- [ASSIGNED TASK]: Pull every line with "query" from the data.

- [THE DATA]:
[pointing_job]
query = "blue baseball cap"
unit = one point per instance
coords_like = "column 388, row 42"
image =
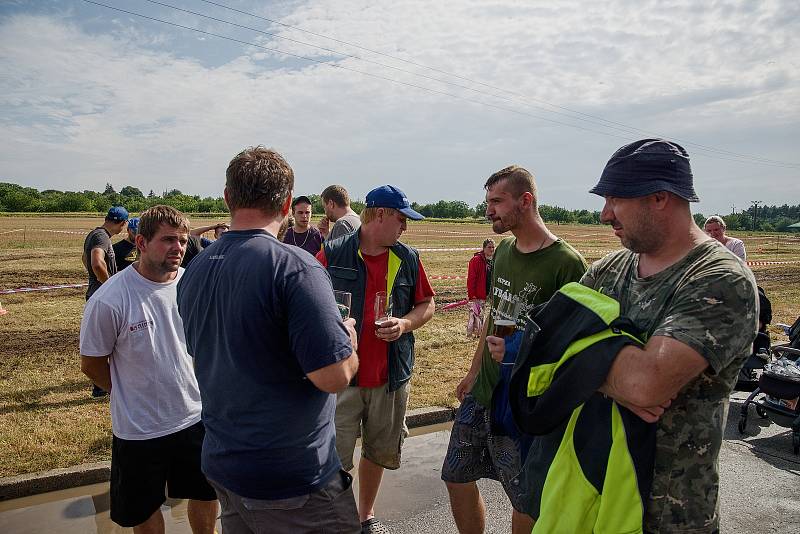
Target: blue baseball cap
column 133, row 224
column 117, row 214
column 388, row 196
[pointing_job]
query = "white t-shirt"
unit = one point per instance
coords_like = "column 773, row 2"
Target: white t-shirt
column 135, row 321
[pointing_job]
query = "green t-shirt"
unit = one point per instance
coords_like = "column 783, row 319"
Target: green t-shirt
column 530, row 278
column 708, row 301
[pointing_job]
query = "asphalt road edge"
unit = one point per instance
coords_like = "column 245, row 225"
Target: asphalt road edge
column 81, row 475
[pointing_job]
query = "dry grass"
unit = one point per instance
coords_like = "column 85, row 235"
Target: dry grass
column 48, row 419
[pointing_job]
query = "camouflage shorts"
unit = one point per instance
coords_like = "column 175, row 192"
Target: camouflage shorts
column 475, row 453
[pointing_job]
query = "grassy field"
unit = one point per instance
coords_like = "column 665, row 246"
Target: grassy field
column 49, row 420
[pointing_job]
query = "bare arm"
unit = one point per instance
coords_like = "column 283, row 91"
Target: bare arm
column 98, row 370
column 395, row 327
column 324, row 227
column 337, row 376
column 465, row 386
column 650, row 378
column 99, row 264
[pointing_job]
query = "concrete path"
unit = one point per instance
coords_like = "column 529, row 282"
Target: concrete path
column 760, row 481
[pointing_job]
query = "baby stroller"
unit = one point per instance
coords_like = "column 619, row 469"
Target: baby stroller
column 776, row 397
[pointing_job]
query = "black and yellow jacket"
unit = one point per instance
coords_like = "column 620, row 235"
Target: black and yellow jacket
column 591, row 467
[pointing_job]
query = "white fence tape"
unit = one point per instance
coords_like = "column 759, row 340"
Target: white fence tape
column 40, row 288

- [ANSWER BOX]:
query = "blue baseball cap"
query = "white t-shirt"
query = "green t-shirt"
query = "asphalt road edge"
query = "dry grass"
query = "camouflage shorts"
query = "grassy field"
query = "bare arm"
query = "concrete path"
query = "baby stroller"
query = "black and yellow jacket"
query = "white fence tape"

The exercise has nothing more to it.